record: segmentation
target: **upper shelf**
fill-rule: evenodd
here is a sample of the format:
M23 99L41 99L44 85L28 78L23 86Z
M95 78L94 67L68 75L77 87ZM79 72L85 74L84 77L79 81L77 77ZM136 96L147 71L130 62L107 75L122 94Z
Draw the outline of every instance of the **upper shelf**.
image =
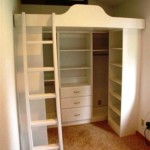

★ ★ ★ ★ ★ ★ ★

**作成するもの:**
上の資料を一字一句変えずに、最初の行から最後の行まで引用してください。画像は答えに含めないこと。

**解答例:**
record: segmentation
target: **upper shelf**
fill-rule: evenodd
here is a sample of the format:
M23 99L41 99L44 85L28 78L23 86Z
M95 78L94 67L68 75L77 87ZM79 72L85 74L84 77L79 81L77 77ZM136 96L147 71L130 62L107 75L122 94Z
Draw the outline of every instance of the **upper shelf**.
image =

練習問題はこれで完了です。